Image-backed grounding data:
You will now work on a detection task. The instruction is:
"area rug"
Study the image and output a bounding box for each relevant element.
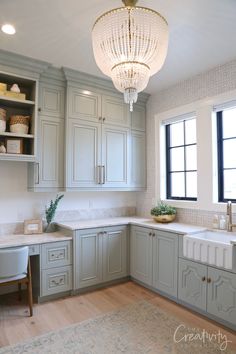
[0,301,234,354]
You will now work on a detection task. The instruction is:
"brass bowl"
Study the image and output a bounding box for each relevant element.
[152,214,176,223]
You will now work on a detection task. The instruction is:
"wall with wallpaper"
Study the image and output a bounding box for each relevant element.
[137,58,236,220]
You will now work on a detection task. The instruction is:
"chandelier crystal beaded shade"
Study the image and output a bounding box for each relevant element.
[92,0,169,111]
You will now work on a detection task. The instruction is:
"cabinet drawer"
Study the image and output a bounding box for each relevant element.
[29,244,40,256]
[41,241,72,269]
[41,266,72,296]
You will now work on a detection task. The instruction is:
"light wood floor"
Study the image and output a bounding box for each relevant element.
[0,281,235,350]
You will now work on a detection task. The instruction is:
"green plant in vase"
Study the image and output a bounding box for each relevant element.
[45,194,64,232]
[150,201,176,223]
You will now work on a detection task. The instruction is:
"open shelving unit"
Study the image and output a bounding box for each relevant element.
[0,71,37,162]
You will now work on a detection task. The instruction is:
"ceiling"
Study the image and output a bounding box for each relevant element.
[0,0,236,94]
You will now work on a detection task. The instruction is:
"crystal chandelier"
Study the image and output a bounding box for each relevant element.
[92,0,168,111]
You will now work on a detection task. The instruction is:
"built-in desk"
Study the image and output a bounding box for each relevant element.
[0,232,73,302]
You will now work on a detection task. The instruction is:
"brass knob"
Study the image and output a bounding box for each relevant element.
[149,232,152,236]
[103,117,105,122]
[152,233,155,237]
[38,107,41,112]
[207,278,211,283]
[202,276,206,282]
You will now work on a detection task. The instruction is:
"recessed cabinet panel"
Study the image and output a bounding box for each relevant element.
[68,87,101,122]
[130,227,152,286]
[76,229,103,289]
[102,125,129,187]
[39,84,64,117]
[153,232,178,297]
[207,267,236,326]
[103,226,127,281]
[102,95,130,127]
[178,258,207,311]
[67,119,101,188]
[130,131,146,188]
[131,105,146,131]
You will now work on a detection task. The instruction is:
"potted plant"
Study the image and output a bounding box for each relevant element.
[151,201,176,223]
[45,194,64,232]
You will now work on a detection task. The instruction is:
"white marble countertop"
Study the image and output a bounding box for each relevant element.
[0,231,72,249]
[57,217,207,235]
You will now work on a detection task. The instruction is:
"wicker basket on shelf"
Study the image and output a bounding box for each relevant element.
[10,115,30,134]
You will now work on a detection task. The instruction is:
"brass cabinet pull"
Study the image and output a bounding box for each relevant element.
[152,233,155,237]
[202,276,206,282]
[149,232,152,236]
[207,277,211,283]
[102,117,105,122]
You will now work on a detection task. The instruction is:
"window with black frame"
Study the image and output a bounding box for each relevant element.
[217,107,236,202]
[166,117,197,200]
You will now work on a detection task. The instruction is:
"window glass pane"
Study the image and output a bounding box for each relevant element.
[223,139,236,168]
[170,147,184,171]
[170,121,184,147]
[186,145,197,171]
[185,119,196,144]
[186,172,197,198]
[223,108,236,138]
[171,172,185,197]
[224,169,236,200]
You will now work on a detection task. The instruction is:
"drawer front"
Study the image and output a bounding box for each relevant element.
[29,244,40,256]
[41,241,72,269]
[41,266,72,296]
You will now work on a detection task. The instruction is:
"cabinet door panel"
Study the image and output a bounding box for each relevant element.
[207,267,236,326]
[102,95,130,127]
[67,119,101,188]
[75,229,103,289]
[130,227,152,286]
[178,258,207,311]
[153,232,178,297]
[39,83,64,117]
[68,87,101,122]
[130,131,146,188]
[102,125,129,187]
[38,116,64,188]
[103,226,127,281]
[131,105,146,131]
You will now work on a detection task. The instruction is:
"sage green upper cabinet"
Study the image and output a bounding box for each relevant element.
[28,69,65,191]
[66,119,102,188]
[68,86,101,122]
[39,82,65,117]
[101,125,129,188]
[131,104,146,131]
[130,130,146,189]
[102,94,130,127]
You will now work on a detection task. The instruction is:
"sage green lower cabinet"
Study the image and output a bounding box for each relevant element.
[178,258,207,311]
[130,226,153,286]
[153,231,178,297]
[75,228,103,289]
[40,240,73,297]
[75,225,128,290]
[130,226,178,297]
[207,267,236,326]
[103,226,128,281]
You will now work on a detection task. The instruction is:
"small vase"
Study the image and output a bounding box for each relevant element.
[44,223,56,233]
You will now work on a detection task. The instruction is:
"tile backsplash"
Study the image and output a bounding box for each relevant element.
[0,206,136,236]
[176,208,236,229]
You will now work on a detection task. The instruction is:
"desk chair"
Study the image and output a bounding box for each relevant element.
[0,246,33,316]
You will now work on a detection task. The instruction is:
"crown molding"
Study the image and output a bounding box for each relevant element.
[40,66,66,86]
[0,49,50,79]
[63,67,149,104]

▶ **WHAT NEEDS TO BE DONE**: Determine how many lines in the records above hold the word "crystal", and answer with that number only.

▶ **RESPONSE BELOW**: 2